But it can become one of the layers that decides whether the visible layer scales.

This is the pattern I think repeats across AI infrastructure.

The market first finds the named product.

Then the constraint moves into the process layer underneath it.

CPO is another example: not optics alone, but a manufacturing window

CPO is often framed as optics moving closer to the switch ASIC because copper is running out of room.

That framing is directionally right.

But it is incomplete.

The harder question is whether the manufacturing window survives.

SiN waveguide loss is not just an optical-design problem.

It depends on deposition, film quality, sidewall roughness, top-surface roughness, CMP, annealing, and wafer-scale variation.

Cu-Cu hybrid bonding is not just a packaging slogan.

It depends on BEOL copper, Cu recess control, surface oxidation, void suppression, bonding yield, and interface reliability.

Ge photodetector dark current is not just a detector-spec problem.

It depends on epitaxy, implant damage, threading dislocations, anneal history, and BEOL thermal budget.

Each module may look mature by itself.

The difficulty appears when all of them have to coexist inside one manufacturable package.

That is why I think CPO should not be analysed only as:

Who has optical exposure?

The better question is:

Who controls the process window that the optical story depends on?

This is the difference between product exposure and process-control exposure.

Product exposure tells you who is near the narrative.

Process-control exposure tells you who may control the yield.

3. Infrastructure exposure: the slow clock

The third category is infrastructure exposure.

This is the slowest and often the most misunderstood.

AI data centres do not scale only by ordering more chips.

They require power, land, grid connection, substations, transformers, cooling systems, construction labour, water or liquid-cooling infrastructure, permits, and operational reliability.

Some of these constraints move on a semiconductor clock.

Many do not.

A chip roadmap may move in quarters.

A packaging capacity expansion may move in years.

A grid interconnection, substation buildout, transformer procurement cycle, or site-level power upgrade may move on an even slower clock.

This matters because AI infrastructure is increasingly a power-delivery and heat-removal problem.

The bottleneck does not always remain inside the chip.

It can migrate outward.

From GPU allocation to advanced packaging.

From advanced packaging to substrates.

From substrates to networking.

From networking to cooling.

From cooling to power delivery.

From power delivery to grid connection.

At each stage, the market looks for a new product category.

But the real question is again:

Which constraint layer is hardest to expand?

That is where the value may concentrate.

#### Supplied material:
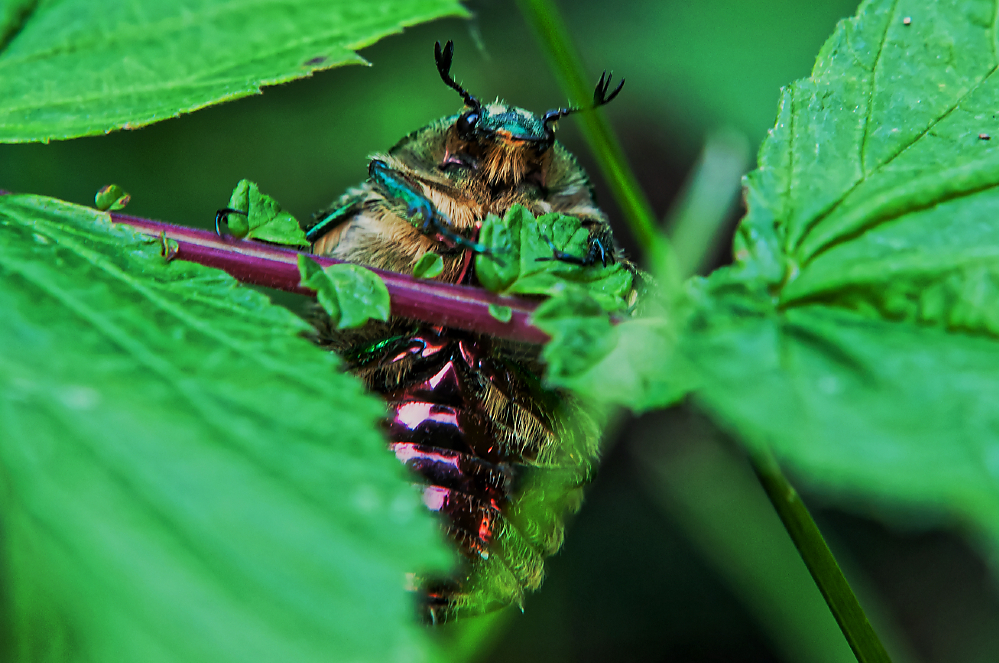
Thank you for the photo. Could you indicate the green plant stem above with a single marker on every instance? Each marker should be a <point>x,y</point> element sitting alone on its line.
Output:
<point>819,560</point>
<point>546,21</point>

#### To do:
Transcribe the passage on AI infrastructure bottlenecks above from "Then the constraint" to "manufacturing window survives.", word for word.

#### Solved problem:
Then the constraint moves into the process layer underneath it.

CPO is another example: not optics alone, but a manufacturing window

CPO is often framed as optics moving closer to the switch ASIC because copper is running out of room.

That framing is directionally right.

But it is incomplete.

The harder question is whether the manufacturing window survives.